[START]

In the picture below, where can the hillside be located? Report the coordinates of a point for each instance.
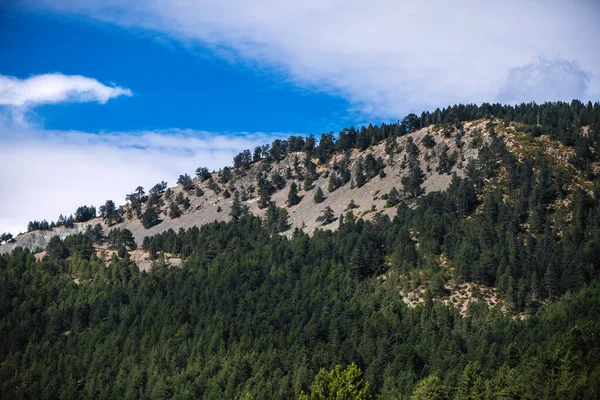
(460, 260)
(369, 199)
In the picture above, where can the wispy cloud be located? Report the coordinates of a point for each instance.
(55, 88)
(48, 173)
(386, 57)
(545, 80)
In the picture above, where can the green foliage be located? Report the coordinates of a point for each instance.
(327, 216)
(293, 197)
(338, 384)
(412, 182)
(319, 196)
(430, 388)
(251, 313)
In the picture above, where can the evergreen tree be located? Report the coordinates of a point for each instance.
(238, 209)
(327, 216)
(412, 182)
(319, 196)
(293, 197)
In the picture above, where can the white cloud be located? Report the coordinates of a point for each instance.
(47, 173)
(387, 57)
(545, 80)
(55, 88)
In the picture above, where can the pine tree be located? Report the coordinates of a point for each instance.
(327, 216)
(238, 209)
(174, 211)
(412, 182)
(293, 197)
(319, 196)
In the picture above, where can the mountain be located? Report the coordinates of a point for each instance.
(454, 254)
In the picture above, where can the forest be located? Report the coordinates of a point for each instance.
(254, 314)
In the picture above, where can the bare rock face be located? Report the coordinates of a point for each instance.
(369, 199)
(40, 239)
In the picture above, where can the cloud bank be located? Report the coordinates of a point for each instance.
(545, 80)
(54, 172)
(386, 57)
(55, 88)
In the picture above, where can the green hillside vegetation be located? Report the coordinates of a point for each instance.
(253, 314)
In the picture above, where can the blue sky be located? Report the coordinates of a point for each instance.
(173, 84)
(100, 96)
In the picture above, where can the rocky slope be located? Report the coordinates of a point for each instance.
(369, 199)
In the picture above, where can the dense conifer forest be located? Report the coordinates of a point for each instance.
(255, 314)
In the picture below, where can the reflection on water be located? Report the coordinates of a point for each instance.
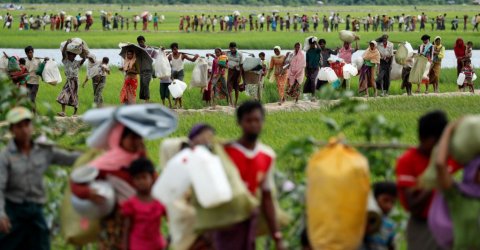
(448, 62)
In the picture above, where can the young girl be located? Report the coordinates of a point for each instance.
(143, 213)
(69, 94)
(128, 93)
(218, 84)
(176, 60)
(468, 71)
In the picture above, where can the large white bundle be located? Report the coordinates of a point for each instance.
(252, 63)
(174, 181)
(409, 49)
(327, 74)
(306, 43)
(347, 36)
(396, 71)
(76, 46)
(162, 66)
(200, 74)
(208, 177)
(177, 88)
(51, 73)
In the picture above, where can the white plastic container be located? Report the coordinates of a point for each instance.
(177, 88)
(327, 74)
(461, 79)
(162, 66)
(349, 71)
(51, 73)
(92, 210)
(209, 180)
(174, 180)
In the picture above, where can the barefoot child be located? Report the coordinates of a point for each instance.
(385, 195)
(177, 61)
(143, 213)
(69, 94)
(468, 71)
(97, 71)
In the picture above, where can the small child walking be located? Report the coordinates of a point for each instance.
(69, 94)
(143, 213)
(97, 71)
(468, 71)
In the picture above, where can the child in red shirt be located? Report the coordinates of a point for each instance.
(143, 213)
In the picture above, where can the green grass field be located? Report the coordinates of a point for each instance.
(281, 127)
(192, 98)
(246, 40)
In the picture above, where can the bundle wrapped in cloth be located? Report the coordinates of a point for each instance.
(77, 46)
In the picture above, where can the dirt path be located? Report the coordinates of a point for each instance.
(308, 105)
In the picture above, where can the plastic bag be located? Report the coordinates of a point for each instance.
(75, 229)
(252, 64)
(162, 66)
(461, 79)
(418, 69)
(347, 36)
(200, 74)
(208, 178)
(177, 88)
(401, 54)
(337, 195)
(237, 210)
(349, 71)
(51, 73)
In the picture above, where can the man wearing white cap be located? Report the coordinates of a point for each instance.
(22, 194)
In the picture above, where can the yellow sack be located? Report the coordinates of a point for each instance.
(75, 229)
(337, 193)
(238, 209)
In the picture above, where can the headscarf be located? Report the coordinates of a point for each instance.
(116, 157)
(372, 55)
(459, 48)
(129, 63)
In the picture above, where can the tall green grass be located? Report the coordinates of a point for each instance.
(97, 38)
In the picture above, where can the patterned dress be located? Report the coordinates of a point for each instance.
(69, 94)
(280, 74)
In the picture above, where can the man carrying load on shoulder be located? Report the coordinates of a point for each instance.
(22, 194)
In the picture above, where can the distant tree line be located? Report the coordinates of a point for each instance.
(252, 2)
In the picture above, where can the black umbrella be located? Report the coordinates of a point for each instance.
(143, 58)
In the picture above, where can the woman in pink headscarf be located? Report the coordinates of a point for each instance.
(125, 146)
(296, 71)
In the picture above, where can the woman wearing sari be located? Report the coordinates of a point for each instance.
(371, 58)
(296, 72)
(280, 74)
(459, 50)
(438, 55)
(125, 146)
(128, 93)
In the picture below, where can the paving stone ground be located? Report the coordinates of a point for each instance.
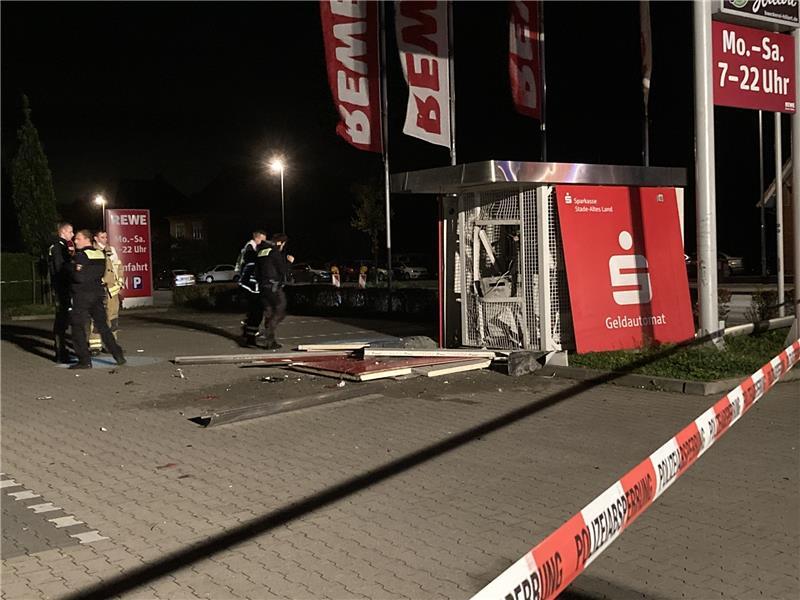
(303, 505)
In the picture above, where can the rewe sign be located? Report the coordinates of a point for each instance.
(129, 233)
(625, 268)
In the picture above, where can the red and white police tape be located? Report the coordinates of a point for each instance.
(547, 569)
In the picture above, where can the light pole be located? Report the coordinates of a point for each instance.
(277, 165)
(101, 201)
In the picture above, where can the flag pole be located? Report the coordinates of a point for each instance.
(451, 70)
(543, 121)
(385, 146)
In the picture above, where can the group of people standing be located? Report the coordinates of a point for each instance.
(86, 275)
(263, 271)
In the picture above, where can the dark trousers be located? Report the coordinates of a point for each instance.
(255, 312)
(60, 325)
(84, 309)
(274, 303)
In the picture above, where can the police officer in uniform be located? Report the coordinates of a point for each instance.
(249, 285)
(88, 301)
(59, 259)
(272, 269)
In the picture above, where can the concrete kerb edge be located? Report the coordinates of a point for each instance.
(653, 382)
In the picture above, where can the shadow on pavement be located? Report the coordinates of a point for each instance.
(30, 339)
(189, 324)
(202, 550)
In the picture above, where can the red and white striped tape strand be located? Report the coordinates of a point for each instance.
(546, 570)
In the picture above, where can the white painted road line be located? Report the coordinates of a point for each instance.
(65, 521)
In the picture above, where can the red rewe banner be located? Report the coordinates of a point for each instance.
(129, 234)
(423, 42)
(625, 268)
(753, 68)
(524, 67)
(350, 31)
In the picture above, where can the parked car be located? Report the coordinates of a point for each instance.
(174, 278)
(410, 271)
(305, 273)
(219, 273)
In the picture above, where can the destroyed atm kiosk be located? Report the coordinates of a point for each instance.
(502, 276)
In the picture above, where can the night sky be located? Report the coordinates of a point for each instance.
(193, 90)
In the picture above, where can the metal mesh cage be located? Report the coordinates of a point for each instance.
(499, 267)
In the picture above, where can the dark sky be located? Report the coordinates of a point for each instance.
(189, 89)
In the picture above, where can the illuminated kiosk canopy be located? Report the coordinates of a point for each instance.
(503, 283)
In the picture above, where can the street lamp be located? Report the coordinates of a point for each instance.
(277, 165)
(100, 200)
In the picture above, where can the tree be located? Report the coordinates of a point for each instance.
(32, 188)
(370, 216)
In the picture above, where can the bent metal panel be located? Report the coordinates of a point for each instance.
(129, 233)
(625, 268)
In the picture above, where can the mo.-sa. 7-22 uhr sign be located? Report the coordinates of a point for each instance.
(753, 68)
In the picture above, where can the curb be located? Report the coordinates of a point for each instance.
(128, 311)
(653, 382)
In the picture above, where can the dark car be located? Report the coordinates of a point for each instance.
(306, 273)
(727, 265)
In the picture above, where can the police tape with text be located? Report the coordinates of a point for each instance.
(547, 569)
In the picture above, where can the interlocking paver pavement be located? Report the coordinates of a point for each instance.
(115, 449)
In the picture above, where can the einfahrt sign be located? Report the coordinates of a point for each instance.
(625, 267)
(753, 68)
(129, 233)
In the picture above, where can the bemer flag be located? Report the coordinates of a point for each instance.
(350, 31)
(524, 66)
(422, 39)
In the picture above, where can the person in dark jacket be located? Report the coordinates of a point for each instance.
(272, 270)
(249, 286)
(59, 259)
(88, 301)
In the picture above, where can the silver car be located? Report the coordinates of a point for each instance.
(219, 273)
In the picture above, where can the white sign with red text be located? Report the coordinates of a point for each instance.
(129, 233)
(423, 42)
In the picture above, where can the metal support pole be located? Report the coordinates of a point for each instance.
(705, 171)
(385, 140)
(796, 196)
(452, 76)
(283, 216)
(761, 194)
(543, 99)
(779, 212)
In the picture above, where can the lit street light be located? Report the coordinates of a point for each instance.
(277, 165)
(100, 200)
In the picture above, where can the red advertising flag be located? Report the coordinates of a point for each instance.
(524, 67)
(625, 267)
(422, 39)
(350, 31)
(753, 68)
(129, 234)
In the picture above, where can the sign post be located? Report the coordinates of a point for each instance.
(129, 233)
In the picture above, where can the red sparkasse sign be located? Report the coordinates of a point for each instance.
(129, 233)
(753, 68)
(625, 267)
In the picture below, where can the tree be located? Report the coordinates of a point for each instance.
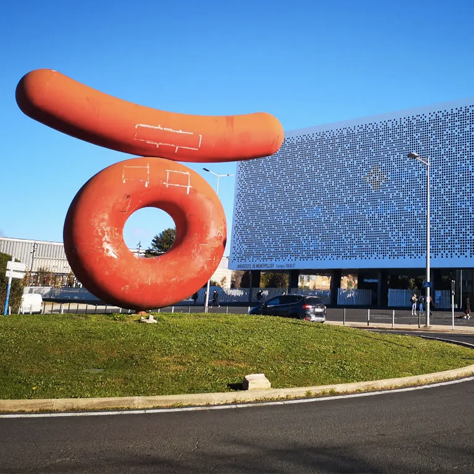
(161, 243)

[END]

#### Request:
Copy verbatim the span that begins at the line containing "In the picture above, where can the white sign" and ends at the last line of the material, inclusive of both; exclude pictures.

#### Answer to the problem:
In the picture above, where can the white sign with red text be located? Report the coordinates of a point for each instance.
(129, 233)
(423, 42)
In the picture above, where can the metal support pole be located? Report the coordinates of a point for each instance.
(705, 171)
(385, 140)
(796, 196)
(452, 76)
(283, 216)
(761, 194)
(543, 99)
(779, 212)
In the picture above, where can the lit street light be located? Report the coordinates of a point for each instance.
(277, 165)
(100, 200)
In the picture above, where can the red advertising flag be located? Report the coordinates of a point for each instance.
(524, 67)
(625, 267)
(422, 39)
(350, 31)
(753, 68)
(129, 234)
In the picture above, where can the sign post be located? Report the coordinates of a point for each instance.
(129, 233)
In the picture above, where can the red sparkasse sign be located? Report the coordinates of a point for each instance.
(129, 233)
(753, 68)
(625, 267)
In the picture below, where can the tree be located? Report the coordinates of a point for each instance.
(161, 243)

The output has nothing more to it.